> Short exercise A:
In the GSM transmission text below, how many bits per frame does the channel encoder output?
> Short exercise B:
Write the next part of the GSM transmission text below, picking up after its final sentence.

Speech and data transmission components


On the right you can see the block diagram of the GSM transmission system at the transmitting end,  which is

  • suitable for both digitized speech signals  $($sampling rate:  $8 \ \rm kHz$,  quantization:  $13$ bit   ⇒   data rate:  $104 \ \rm kbit/s)$
  • as well as being suitable for  $9.6 \ \rm kbit/s$  data signals.


Here is a brief description of each component:

Components of the speech and data communication with GSM  –   components for speech are shown in blue,  those for data in red, and common blocks in green






  1. Speech signals are compressed by speech coding by factor  $8$   ⇒   from  $104 \ \rm kbit/s$  to  $13 \ \rm kbit/s$.  The bit rate given in the graph is for the full rate codec,  which delivers exactly  $260$  bits per speech frame  $($duration  $T_{\rm R} = 20\ \rm ms)$ .
  2. The  »AMR codec«  delivers in highest mode  $R_{\rm B}=12.2 \ \rm kbit/s$   ⇒   $244$  bits per speech frame.  However,  the speech codec must also transmit additional information regarding the mode   ⇒   so the data rate before channel coding is  $13 \ \rm kbit/s$ .
  3. Task of the dashed  »Voice Activity Detection«  is to decide whether the current speech frame actually contains a speech signal or just a pause during which the power of the transmit amplifier should be turned down.
  4. By  »channel coding«  redundancy is added again to allow error correction at the receiver   ⇒   the channel encoder  outputs  $456$  bits per frame,  resulting in the data rate  $22.8 \ \rm kbit/s$ . The more important bits are specially protected.
  5. The  »interleaver«  scrambles the resulting bit sequence to reduce burst error influence.  The  $456$  input bits are split into four time frames of  $114$  bits each.  Thus,  two consecutive bits are always transmitted in two different bursts.
  6. A  »data channel«  – marked in red in the figure – differs from a speech channel  $($marked in blue$)$  only by the different input rate  $(9.6 \ \rm kbit/s$  instead of  $104 \ \rm kbit/s)$  and the use of a second,  outer channel encoder instead of the speech encoder.


The components highlighted in green apply equally to speech and data transmission.

⇒   The first common system component for speech and data transmission in the block diagram of the GSM transmitter is the  »encryption«,  which is intended to prevent unauthorized persons from gaining access to the data.  There are two fundamentally different encryption methods:

  • »Symmetric encryption«:  This knows only one secret key,  which is used both for encrypting and enciphering the messages in the transmitter and for decrypting and deciphering them in the receiver.  The key must be generated prior to communication and exchanged between the communication partners via a secure channel.  The advantage of this encryption method used in conventional GSM is that it works very quickly.
  • »Asymmetric encryption«:  This method uses two independent but matching asymmetric keys.  It is not possible to use one key to calculate the other.  The  "public key"  is publicly available and is used for encryption.  The  "private key"  is secret and used for decryption.  In contrast to the symmetric encryption methods,  the asymmetric methods are much slower,  but also offer higher security.

> Provided records:
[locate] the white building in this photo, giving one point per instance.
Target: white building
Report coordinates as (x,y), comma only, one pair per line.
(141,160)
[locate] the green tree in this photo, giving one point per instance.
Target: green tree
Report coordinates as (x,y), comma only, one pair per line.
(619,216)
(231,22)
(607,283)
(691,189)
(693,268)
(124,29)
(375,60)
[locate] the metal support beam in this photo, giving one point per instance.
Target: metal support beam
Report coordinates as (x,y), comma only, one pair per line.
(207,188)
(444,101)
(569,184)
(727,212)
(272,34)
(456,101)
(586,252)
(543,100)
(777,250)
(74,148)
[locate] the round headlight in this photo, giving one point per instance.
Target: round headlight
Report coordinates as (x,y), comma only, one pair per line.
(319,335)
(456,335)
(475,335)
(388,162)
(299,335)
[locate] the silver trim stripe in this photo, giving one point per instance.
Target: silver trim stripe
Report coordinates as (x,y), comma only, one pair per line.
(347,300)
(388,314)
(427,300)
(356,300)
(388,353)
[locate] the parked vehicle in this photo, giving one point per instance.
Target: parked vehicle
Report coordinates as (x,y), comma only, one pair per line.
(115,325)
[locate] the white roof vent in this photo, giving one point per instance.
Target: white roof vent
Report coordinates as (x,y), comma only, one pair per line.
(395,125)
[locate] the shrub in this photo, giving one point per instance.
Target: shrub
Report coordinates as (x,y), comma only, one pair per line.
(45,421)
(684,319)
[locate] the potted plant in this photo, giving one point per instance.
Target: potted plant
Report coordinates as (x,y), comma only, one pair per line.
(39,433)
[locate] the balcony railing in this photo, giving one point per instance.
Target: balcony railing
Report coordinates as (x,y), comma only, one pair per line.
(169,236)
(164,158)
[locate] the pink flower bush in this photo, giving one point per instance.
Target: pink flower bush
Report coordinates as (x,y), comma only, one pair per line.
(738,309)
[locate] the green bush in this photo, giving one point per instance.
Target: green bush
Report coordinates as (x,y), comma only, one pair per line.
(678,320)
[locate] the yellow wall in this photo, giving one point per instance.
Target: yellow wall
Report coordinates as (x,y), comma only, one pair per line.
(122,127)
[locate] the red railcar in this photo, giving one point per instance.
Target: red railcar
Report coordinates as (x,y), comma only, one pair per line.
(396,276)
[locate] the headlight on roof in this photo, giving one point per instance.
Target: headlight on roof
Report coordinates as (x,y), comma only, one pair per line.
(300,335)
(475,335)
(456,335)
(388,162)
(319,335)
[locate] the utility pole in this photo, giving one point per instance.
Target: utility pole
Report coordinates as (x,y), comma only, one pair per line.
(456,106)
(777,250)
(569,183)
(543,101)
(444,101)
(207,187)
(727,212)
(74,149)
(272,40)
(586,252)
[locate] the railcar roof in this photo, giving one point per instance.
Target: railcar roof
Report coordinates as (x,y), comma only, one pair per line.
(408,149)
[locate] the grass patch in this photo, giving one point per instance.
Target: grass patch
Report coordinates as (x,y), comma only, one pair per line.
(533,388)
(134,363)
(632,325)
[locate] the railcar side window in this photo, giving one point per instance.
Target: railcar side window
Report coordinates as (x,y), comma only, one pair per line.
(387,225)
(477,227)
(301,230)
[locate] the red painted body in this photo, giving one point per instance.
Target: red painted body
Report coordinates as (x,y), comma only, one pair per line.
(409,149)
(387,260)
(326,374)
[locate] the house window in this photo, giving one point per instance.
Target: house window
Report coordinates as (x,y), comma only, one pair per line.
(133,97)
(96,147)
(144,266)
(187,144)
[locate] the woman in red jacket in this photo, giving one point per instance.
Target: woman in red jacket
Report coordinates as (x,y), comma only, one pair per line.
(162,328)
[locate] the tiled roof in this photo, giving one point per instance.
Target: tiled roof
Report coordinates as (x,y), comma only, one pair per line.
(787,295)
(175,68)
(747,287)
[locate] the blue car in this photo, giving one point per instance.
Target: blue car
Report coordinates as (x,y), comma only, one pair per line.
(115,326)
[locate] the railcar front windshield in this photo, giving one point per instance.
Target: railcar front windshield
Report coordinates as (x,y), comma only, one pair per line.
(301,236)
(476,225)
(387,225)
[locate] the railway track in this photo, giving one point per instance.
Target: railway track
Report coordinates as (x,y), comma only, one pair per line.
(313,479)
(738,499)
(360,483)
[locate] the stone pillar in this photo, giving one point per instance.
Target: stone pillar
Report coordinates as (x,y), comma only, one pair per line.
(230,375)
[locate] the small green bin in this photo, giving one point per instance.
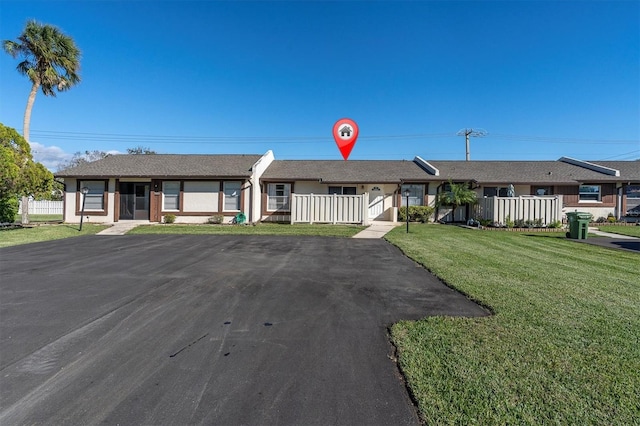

> Answer A:
456 bits per frame, giving a data rate of 22.8 kbit/s.

> Answer B:
⇒   The second green block is the  »burst composition«,  where there are different burst types.  In a  "normal burst"  the  $114$  encoded,  scrambled and encrypted bits are mapped to  $156.25$  bits by  $($duration  $T_{\rm burst} = 576.9 \ \rm µ s)$  adding the  "guard period",  signaling bits,  etc.

These are transmitted within a time slot of duration  $T_{\rm Z} = T_{\rm burst}$  by means of the  modulation method  "GMSK".  This results in the gross data rate  $270.833 \ \rm kbit/s$.

At the receiver side there are in reverse order the blocks  "demodulation" – "burst de-composition" – "de-cryption" – "de-interleaving" – "channel decoding" – "speech decoding".


In the next sections all blocks of the above transmission scheme are presented in detail.


Encoding for speech signals


Uncoded radio data transmission leads to bit error rates in the percentage range.  However,  with  $\text{channel coding}$  some transmission errors can be detected or even corrected at the receiver.  The bit error rate can thus be reduced to values smaller than  $10^{-5}$.

First,  we consider GSM channel encoding for speech channels,  assuming as speech encoder the  $\text{Full Rate Codec}$.  The channel coding of a speech frame of  $20\ \rm ms$  duration is done in four consecutive steps according to the diagram.

From the description in chapter  "Speech Coding"  it can be seen that not all  $260$  bits have the same influence on the subjectively perceived speech quality.

For coding speech signals in GSM
  • Therefore,  the data are divided into classes according to their importance:   The  $50$  most important bits form the  "Class 1a",  other  $132$  are assigned to  "Class 1b"  and the remaining  $78$  bits result in the less important  "Class 2".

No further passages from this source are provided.